◆ KUTIPAN TERPILIH ◆
____________________

Dipekerjakannya orang-orang hukuman yang biasanya berasal dari Jawa dan
Bugis. Orang rante, begitu orang menyebut narapidana, digiring dari
penjara di Jalan Tarutung, Sibolga, yang kini telah jadi kantor Pajak
Gadai. Tahap demi tahap, mereka mengorek bukit batu, atau meledakkannya
dengan dinamit. "Dinamit model kuno," kata Abdul Rahim Siregar (81
tahun) yang dulu pernah jadi klerek di Kantor Residen Tapanuli sampai
tahun 1922. Artinya, Sitenus tidak mempergunakan kabel atau kenop tekan
untuk meledakkannya. Tapi seperti orang main petasan saja. Beberapa buah
"petasan" besar disulut sumbunya. Tunggu saja beberapa menit. Tepat jam
11 siang, jika lonceng di gardu berdentang, semua orang harus tiarap
atau berlindung. Sebab, ketika itulah bumi akan tergoncang oleh ledakan.

____________________

◆ CUPLIKAN DATA ◆
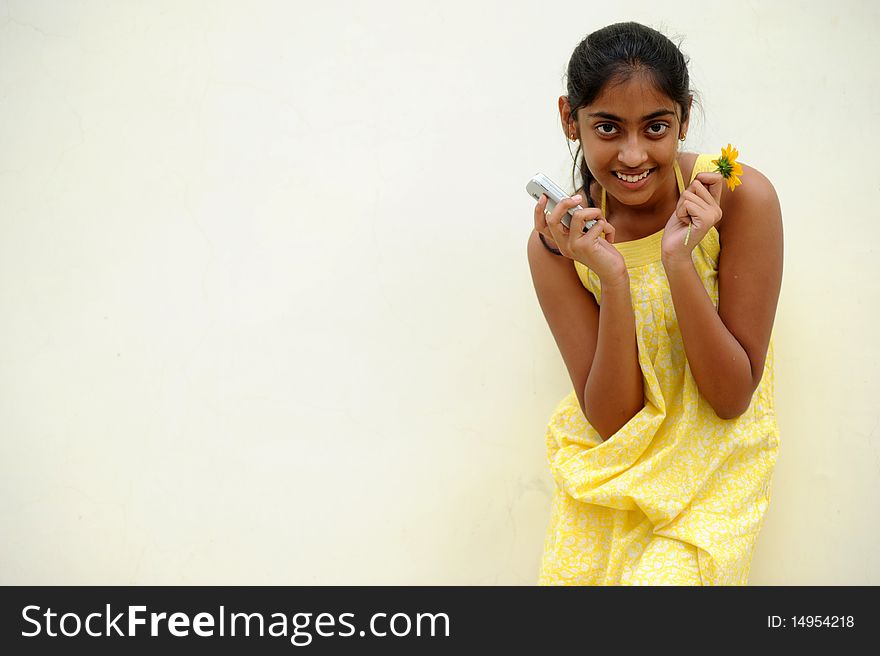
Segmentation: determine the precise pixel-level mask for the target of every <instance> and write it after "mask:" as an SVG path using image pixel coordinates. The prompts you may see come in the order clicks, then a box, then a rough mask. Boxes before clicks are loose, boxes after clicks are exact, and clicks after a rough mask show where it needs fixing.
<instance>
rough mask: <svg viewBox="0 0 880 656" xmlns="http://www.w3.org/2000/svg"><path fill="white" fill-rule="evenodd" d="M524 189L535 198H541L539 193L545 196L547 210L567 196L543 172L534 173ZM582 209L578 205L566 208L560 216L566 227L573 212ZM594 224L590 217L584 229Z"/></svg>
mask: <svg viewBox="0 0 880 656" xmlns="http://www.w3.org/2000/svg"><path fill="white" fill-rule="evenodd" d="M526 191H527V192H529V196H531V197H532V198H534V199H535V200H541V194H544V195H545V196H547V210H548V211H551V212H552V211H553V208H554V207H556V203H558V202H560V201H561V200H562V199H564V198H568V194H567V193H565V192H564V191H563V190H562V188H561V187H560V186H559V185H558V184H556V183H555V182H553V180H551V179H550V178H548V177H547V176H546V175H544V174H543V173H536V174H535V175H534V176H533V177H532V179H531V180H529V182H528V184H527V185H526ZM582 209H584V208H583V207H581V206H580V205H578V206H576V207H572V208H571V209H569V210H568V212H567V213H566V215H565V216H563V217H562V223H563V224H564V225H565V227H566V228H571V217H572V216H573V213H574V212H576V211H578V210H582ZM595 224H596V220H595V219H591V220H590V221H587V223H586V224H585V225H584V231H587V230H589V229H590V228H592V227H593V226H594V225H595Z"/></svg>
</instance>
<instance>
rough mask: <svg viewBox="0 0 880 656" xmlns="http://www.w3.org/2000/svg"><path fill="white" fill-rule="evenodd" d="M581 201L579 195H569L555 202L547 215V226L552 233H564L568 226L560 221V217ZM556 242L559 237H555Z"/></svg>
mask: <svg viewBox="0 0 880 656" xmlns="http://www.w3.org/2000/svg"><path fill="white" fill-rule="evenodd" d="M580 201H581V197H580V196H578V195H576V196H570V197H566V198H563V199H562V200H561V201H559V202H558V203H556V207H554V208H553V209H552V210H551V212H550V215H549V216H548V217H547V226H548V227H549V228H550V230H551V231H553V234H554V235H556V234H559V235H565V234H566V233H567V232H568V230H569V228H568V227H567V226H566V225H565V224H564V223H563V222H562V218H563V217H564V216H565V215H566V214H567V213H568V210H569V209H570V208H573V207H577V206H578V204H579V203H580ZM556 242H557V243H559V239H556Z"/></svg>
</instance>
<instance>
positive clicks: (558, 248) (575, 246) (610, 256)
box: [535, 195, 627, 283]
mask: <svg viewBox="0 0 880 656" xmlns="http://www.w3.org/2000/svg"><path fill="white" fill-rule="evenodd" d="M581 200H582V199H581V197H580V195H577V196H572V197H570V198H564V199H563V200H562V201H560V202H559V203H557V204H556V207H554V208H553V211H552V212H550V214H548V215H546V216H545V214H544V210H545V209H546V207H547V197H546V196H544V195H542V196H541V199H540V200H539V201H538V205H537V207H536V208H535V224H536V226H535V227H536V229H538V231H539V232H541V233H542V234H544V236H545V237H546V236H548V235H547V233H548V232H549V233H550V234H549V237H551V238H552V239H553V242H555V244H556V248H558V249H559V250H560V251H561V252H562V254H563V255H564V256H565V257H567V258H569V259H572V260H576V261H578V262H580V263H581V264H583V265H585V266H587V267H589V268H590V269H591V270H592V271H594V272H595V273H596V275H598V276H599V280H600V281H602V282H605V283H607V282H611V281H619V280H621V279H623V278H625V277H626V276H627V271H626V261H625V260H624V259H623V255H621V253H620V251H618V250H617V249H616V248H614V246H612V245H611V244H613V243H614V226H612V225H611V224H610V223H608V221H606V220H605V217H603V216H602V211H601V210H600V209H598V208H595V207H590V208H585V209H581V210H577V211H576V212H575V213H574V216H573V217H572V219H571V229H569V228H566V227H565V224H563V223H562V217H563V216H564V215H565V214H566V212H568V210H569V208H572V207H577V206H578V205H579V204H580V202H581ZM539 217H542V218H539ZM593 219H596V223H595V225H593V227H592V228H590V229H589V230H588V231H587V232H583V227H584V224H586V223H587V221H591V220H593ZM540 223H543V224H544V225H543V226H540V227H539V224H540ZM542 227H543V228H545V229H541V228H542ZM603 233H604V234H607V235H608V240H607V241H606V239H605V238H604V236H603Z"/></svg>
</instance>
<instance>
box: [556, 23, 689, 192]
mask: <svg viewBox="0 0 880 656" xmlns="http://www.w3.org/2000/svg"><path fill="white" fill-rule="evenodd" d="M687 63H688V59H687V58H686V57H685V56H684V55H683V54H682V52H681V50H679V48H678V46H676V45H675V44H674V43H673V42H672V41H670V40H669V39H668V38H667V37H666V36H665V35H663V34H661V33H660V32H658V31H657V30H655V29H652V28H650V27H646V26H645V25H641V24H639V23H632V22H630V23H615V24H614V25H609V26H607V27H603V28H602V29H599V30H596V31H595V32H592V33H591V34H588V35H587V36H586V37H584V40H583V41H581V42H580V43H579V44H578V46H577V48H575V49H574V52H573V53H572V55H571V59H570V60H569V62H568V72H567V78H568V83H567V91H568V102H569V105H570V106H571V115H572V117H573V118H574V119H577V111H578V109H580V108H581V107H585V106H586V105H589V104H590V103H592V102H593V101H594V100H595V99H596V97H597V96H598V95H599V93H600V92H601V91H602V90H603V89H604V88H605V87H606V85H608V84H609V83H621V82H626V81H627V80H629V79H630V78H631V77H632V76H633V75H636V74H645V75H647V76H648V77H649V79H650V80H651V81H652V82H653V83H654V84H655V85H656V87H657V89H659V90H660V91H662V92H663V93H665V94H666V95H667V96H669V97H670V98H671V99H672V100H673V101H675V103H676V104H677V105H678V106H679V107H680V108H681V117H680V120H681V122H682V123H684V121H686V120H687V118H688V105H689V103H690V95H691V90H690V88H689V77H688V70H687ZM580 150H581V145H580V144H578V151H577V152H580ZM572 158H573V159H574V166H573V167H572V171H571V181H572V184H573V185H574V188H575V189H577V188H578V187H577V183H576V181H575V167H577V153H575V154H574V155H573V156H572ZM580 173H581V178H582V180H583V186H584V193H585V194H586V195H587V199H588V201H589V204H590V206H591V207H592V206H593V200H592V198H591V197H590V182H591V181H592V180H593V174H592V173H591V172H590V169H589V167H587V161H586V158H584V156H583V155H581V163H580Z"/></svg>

____________________

◆ KUMPULAN SOAL ◆
A. Menurut kutipan terpilih, dari penjara mana para narapidana digiring?
B. Tulis ulang bagian kutipan terpilih mulai dari "Dipekerjakannya orang-orang hukuman" dan berakhir pada "tergoncang oleh ledakan.", dengan mengganti "bukit batu" menjadi "tebing batu".
C. Menurut kutipan terpilih, mengapa semua orang harus tiarap atau berlindung ketika lonceng di gardu berdentang pukul 11 siang?
Entri-entri tersebut sama sekali tidak digunakan di sini.

◆ DAFTAR JAWABAN ◆
A. Mereka digiring dari penjara di Jalan Tarutung, Sibolga.

B.
Dipekerjakannya orang-orang hukuman yang biasanya berasal dari Jawa dan
Bugis. Orang rante, begitu orang menyebut narapidana, digiring dari
penjara di Jalan Tarutung, Sibolga, yang kini telah jadi kantor Pajak
Gadai. Tahap demi tahap, mereka mengorek tebing batu, atau meledakkannya
dengan dinamit. "Dinamit model kuno," kata Abdul Rahim Siregar (81
tahun) yang dulu pernah jadi klerek di Kantor Residen Tapanuli sampai
tahun 1922. Artinya, Sitenus tidak mempergunakan kabel atau kenop tekan
untuk meledakkannya. Tapi seperti orang main petasan saja. Beberapa buah
"petasan" besar disulut sumbunya. Tunggu saja beberapa menit. Tepat jam
11 siang, jika lonceng di gardu berdentang, semua orang harus tiarap
atau berlindung. Sebab, ketika itulah bumi akan tergoncang oleh ledakan.

C. Semua orang harus tiarap atau berlindung karena saat itulah bumi akan terguncang oleh ledakan.